INSTRUCTION:
Copy the entries below word for word, starting at the line that contains "Q: innermost point of each instance of the green" and ending with the final line of the entries.

== EXERCISE INPUT ==

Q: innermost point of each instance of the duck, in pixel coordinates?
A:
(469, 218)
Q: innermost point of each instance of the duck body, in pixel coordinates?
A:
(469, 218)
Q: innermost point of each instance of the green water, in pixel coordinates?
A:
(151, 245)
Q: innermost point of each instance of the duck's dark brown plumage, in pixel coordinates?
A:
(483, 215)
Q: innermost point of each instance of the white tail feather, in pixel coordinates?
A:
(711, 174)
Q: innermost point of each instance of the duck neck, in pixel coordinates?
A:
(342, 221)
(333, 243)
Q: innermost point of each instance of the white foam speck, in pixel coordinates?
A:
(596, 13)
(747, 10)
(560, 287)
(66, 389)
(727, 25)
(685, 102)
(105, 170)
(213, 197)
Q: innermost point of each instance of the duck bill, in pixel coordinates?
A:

===

FULL ANSWER:
Q: innermost point of each instance of the green water, in pixel coordinates?
A:
(151, 245)
Q: innermost point of each instance of the duck's dark brown plumage, in pixel coordinates?
A:
(483, 215)
Q: innermost point of each instance of the white tail feather, in pixel coordinates?
A:
(711, 174)
Q: innermost point of each instance of the duck neck, in pixel coordinates?
A:
(342, 221)
(333, 243)
Q: innermost point of each instance of the white foam speck, in pixel coordinates?
A:
(596, 13)
(747, 10)
(560, 287)
(66, 389)
(727, 25)
(685, 102)
(105, 170)
(213, 197)
Q: innermost point of each instance of the duck bill, in pixel coordinates?
A:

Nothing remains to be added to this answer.